Data in this exercise
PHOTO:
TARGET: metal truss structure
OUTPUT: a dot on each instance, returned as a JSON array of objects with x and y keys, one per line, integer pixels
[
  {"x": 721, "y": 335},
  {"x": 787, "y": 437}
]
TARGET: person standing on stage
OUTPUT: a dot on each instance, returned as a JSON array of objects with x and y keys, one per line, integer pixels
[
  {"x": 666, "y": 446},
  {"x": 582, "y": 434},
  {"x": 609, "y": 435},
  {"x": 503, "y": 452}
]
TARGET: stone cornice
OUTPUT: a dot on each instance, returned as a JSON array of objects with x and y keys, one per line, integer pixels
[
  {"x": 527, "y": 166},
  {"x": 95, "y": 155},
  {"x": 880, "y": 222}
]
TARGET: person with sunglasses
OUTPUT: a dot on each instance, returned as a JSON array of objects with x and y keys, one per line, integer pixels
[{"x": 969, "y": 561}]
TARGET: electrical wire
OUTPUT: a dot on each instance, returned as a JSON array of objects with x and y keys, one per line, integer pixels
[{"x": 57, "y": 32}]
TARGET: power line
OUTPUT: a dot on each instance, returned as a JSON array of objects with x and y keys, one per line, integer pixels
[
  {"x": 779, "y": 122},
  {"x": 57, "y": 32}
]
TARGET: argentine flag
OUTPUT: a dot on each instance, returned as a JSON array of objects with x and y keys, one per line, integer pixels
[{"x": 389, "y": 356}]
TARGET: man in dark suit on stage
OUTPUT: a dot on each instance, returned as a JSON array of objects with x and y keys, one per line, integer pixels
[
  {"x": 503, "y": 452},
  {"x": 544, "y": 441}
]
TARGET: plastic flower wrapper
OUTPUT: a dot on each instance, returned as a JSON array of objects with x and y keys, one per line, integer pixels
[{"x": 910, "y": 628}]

Job
Each line of the material above needs to be quoted exactly, please.

Result for this exercise
PHOTO:
TARGET: metal truss structure
OUTPUT: a dot on each instance, returned as a JSON array of objects with x and y keys, one per line, integer pixels
[
  {"x": 721, "y": 335},
  {"x": 787, "y": 437}
]
TARGET: person standing on stage
OUTPUT: a dot on each instance, returned as a JSON array of objects with x and y keys, one per line, integer pixels
[
  {"x": 666, "y": 446},
  {"x": 582, "y": 434},
  {"x": 609, "y": 435},
  {"x": 503, "y": 452}
]
TARGET: stone cornice
OUTPUT: a dot on each instance, returned as a JSON array of objects with x and y keys, one per line, integer pixels
[
  {"x": 527, "y": 166},
  {"x": 95, "y": 155},
  {"x": 880, "y": 222}
]
TARGET: person with sunglasses
OUTPUT: a dot on each instance, returned as a JSON array of objects with x and y keys, one per line, integer pixels
[{"x": 969, "y": 561}]
TARGET: electrical wire
OUTPUT: a dot on each instance, returned as a JSON array of objects with x and y keys, one per line, integer pixels
[{"x": 57, "y": 32}]
TARGET: power line
OUTPUT: a dot on each instance, returned as a JSON array of objects with x and y keys, one per line, integer pixels
[
  {"x": 779, "y": 122},
  {"x": 57, "y": 32}
]
TARGET: argentine flag
OUTPUT: a dot on each instance, returned as a JSON array of objects with x and y keys, one per line, integer pixels
[{"x": 389, "y": 356}]
TARGET: man in dark suit on stage
OUTPUT: a dot on each instance, returned as a JSON array of objects with x and y keys, one per line, integer pixels
[
  {"x": 503, "y": 452},
  {"x": 544, "y": 441}
]
TARGET: plastic flower wrapper
OUTPUT: a dot on each instance, returned as a JSON array of objects with x and y keys, one per line, integer pixels
[{"x": 910, "y": 628}]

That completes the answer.